▶ ЧТО СДЕЛАТЬ:
1. Родной сестрой чего, по словам Макаренко, является потребность во фрагменте о воспитании потребностей?
2. Продолжите фрагмент о воспитании потребностей у Макаренко после его последнего предложения.

Политэкономия соцреализма — страница 89 из 127

[804]. Предполагается, что у «хамства» нет истории – семнадцати лет достаточно, чтобы преодолеть темноту, научиться грамоте и стать «культурным».

И все‑таки центром являлось не столько воспитание «культуры потребления», сколько воспитание самих потребностей[805]. В советском официальном дискурсе сама тема потребностей была табуирована. Лишь изредка о них рассуждали особо доверенные культуртрегеры. Такие, как Макаренко, который уделил этой теме немало места в своей системе воспитания. «Глубочайший смысл воспитательной работы семейного коллектива, – учил он, – заключается в отборе и воспитании человеческих потребностей, в приведении их к той нравственной высоте, которая возможна только в бесклассовом обществе. […] Нравственно оправданная потребность – это есть потребность коллективиста»[806].

То, что Макаренко называет воспитанием потребностей, пройдя горнило его педагогической диалектики, оказывается своей противоположностью: в его понимании «потребность есть родная сестра долга, обязанности, способностей, это проявление интересов не потребителя общественных благ, а деятеля социалистического общества, создателя этих благ»[807]. Отсюда – дисциплинизация потребностей: «Мы не имеем права считать потребностью каждую группу свободно возникающих желаний. Это значило бы создать простор для каких угодно индивидуалистических припадков […] капризы потребностей – это капризы насильников». Очень опасно, когда «потребность набухает в уединенной игре воображения, без всякой связи с потребностями других людей. Только в коллективном опыте может вырасти потребность нравственно ценная»[808].

▶ СТРОКИ ДАННЫХ:
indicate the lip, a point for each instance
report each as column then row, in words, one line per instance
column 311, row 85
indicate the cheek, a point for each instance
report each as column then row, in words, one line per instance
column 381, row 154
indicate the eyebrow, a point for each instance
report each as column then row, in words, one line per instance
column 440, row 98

...

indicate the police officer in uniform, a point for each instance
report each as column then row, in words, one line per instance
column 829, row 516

▶ ОТВЕТЫ:
1. Долга, обязанности, способностей.

2.
Приоритет «воспитанных потребностей» над всей остальной сферой социального поведения вел к снижению роли труда в «трудовой педагогике» Макаренко. Плохо, к примеру, когда отец работает с утра до ночи, только чтобы заработать как можно больше для материального благосостояния семьи, не думая о том, что семье нужна и «душа» отца – не только деньги. Макаренко приводит высказывание одного «правильного» отца: «Надо, чтобы отец у детей как человек был, а не то, как я наблюдал, не человек, а просто лошадь: взгляд тупой, спина забитая, нервы ни к чорту, а души, как кот наплакал. К чему такой отец, спрашивается? Для хлеба только. Да лучше такому отцу сразу в могилу, а детей и государство прокормит, – хлеба не пожалеет. Я таких отцов видел: тянет через силу, ничего не соображает – свалился, издох, – дети сироты; а если и не сироты, так идиоты, потому что в семье должна быть радость, а не то что одно горе. А еще и хвалятся люди: я, говорит, все отдал для детей! Ну, и дурак, ты отдал все, а дети получили шиш. У меня хоть и не богатая пища, зато в семье есть компания, я здоровый, мать веселая, душа есть у каждого»[809].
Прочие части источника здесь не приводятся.